## WORK INSTRUCTIONS
Reproduce the stretch of data from the line containing "Where can the microwave" through the end of the data, requests included, adding 124 to each number in the answer coordinates while leaving the requests and their sample coordinates unchanged.

[Stored data entries]

-=-=-=-=-

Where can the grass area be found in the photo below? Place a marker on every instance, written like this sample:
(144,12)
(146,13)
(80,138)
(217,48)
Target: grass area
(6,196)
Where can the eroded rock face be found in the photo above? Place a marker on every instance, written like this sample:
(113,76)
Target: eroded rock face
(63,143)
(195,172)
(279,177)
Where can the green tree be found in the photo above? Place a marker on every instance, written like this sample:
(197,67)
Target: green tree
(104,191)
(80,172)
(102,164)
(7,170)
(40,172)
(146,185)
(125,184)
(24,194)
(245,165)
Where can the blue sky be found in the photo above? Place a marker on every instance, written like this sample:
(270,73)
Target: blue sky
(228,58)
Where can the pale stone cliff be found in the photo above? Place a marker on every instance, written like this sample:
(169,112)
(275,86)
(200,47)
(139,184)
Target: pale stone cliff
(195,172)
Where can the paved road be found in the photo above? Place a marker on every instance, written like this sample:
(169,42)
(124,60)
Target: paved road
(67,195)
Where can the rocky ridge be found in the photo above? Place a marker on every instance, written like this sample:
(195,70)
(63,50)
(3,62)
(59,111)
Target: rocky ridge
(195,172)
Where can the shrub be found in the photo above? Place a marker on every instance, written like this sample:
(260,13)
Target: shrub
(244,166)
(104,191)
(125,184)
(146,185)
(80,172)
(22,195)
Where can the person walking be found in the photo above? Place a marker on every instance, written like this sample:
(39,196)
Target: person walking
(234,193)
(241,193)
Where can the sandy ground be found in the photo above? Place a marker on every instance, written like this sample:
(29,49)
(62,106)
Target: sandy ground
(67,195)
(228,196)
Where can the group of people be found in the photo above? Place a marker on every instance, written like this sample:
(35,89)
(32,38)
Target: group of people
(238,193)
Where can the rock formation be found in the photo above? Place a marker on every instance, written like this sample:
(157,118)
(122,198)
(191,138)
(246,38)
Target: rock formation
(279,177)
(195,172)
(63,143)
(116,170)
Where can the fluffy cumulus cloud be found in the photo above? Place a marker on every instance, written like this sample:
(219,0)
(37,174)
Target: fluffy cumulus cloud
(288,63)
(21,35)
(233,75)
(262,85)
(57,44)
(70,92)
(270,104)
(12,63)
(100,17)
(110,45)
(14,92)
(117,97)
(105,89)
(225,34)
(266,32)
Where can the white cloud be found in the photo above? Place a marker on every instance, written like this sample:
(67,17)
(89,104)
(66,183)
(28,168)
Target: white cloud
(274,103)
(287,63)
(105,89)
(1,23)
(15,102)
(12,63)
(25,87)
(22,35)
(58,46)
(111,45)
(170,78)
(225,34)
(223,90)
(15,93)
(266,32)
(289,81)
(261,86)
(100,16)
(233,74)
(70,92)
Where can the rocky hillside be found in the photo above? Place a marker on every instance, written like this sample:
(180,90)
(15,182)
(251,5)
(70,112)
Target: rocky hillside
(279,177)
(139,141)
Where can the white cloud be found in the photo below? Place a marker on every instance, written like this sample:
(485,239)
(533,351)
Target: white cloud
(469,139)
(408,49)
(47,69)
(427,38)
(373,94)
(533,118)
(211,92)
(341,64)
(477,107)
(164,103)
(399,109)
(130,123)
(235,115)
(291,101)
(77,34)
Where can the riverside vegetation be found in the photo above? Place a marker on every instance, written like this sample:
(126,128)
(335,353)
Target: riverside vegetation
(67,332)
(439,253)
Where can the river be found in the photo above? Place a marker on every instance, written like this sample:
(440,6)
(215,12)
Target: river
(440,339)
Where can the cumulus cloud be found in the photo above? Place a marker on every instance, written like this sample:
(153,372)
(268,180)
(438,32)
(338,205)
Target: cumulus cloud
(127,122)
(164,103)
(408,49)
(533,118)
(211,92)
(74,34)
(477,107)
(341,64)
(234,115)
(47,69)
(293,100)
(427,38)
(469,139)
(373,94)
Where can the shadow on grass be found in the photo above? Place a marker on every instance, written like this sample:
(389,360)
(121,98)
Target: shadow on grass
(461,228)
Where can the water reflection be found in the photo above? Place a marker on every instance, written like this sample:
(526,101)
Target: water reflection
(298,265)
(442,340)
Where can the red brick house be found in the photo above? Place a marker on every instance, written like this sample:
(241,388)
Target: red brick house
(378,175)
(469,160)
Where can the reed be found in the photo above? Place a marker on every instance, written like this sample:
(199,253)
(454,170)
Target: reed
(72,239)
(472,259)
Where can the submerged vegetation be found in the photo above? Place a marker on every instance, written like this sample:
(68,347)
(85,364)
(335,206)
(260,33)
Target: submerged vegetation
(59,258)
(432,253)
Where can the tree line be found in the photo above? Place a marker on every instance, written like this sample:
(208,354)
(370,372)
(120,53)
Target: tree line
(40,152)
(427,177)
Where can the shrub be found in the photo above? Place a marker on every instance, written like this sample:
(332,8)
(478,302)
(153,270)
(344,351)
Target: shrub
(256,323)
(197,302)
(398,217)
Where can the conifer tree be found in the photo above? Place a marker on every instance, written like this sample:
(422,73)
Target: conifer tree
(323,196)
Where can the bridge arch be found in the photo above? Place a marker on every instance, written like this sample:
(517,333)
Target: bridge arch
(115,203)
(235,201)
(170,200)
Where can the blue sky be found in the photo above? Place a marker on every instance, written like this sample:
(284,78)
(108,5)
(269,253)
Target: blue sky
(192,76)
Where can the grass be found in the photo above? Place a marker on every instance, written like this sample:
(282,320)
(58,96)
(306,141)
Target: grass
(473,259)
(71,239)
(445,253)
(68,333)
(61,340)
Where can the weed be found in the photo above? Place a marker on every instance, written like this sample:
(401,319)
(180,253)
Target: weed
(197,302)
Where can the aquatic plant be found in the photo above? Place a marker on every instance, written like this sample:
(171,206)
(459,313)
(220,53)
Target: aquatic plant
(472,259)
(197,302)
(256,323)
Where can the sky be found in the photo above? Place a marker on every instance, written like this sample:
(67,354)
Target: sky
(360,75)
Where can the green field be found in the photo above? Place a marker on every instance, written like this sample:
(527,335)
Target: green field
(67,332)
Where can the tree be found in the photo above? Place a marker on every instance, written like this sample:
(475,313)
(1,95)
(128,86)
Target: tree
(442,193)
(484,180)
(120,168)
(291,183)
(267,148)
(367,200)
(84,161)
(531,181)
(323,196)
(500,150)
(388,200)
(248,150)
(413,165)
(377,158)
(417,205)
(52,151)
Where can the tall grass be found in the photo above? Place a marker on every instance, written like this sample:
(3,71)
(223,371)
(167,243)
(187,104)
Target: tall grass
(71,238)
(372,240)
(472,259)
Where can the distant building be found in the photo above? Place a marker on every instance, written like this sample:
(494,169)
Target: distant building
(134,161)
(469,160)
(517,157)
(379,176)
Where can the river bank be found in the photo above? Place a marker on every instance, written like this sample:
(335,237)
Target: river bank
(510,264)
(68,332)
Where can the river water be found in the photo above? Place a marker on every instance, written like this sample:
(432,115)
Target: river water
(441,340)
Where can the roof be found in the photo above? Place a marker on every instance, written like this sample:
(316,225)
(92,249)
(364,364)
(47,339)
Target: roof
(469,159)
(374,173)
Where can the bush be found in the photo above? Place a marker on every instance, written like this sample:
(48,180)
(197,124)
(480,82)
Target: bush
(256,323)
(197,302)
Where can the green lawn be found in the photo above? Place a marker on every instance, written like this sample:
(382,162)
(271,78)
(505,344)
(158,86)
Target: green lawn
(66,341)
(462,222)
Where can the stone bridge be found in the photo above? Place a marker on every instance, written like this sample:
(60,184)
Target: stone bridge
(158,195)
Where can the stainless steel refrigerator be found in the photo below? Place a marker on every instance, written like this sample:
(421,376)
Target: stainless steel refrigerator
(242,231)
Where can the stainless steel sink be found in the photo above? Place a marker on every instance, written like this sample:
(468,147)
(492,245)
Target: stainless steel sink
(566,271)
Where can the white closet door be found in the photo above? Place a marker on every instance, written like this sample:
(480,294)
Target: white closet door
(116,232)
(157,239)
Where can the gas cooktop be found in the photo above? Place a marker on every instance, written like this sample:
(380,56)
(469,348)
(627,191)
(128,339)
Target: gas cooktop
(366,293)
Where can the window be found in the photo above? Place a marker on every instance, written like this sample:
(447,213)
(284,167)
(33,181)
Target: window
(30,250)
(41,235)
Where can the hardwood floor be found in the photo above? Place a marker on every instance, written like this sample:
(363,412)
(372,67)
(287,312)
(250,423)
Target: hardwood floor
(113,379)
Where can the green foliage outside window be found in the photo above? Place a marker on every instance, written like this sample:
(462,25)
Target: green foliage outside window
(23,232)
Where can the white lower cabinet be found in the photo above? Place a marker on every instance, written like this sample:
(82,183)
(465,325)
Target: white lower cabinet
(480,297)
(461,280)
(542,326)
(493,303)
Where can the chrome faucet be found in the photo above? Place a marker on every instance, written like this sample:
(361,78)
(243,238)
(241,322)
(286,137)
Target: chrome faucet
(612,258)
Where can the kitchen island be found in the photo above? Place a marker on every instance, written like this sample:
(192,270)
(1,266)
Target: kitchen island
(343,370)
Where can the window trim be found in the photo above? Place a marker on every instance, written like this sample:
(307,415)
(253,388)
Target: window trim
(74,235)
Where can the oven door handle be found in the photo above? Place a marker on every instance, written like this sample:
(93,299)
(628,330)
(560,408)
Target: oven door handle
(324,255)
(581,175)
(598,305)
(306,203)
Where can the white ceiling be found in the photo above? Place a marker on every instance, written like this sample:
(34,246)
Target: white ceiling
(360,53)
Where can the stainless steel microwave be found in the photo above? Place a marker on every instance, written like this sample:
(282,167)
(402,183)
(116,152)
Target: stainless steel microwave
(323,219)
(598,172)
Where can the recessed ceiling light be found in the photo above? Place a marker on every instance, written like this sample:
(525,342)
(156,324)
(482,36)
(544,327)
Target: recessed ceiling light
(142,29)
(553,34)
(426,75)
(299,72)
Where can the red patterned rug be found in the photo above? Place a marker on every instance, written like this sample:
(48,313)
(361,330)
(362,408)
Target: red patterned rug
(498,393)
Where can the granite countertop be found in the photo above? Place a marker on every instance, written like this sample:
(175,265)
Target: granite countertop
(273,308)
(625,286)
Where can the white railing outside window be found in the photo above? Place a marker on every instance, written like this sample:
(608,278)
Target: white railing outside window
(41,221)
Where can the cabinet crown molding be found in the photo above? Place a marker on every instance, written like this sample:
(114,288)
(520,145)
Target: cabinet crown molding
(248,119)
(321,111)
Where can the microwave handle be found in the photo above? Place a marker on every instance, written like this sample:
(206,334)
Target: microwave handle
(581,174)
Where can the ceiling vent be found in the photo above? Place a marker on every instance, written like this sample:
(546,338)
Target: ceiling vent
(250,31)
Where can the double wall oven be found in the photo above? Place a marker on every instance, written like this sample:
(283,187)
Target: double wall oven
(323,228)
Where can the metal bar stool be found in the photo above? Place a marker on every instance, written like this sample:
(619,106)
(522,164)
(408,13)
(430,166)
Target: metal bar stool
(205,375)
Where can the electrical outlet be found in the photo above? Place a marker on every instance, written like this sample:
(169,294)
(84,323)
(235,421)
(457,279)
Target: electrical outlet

-=-=-=-=-

## RESPONSE
Where can the microwave handle be found in the photo above? Place a marker on every instance, written like this sample:
(206,334)
Target: microwave handle
(705,298)
Where can the ceiling vent be found in the photo above? Place a marker on every instance, written like this sample:
(546,338)
Target: ceiling vent
(374,155)
Where can the double wall oven be found in the photo above? Place a marker on every instance, written like this sample:
(283,187)
Target: double wall oven
(447,352)
Where can the metal bar stool be found in the photo above? Place a marker on every instance, written like this sample:
(619,106)
(522,164)
(408,13)
(430,166)
Target: metal bar stool
(329,499)
Where can the electrical outlet be found in the photo above? Place a marker on every instance, written like this sample:
(169,294)
(84,323)
(235,421)
(457,279)
Target: electrical outlet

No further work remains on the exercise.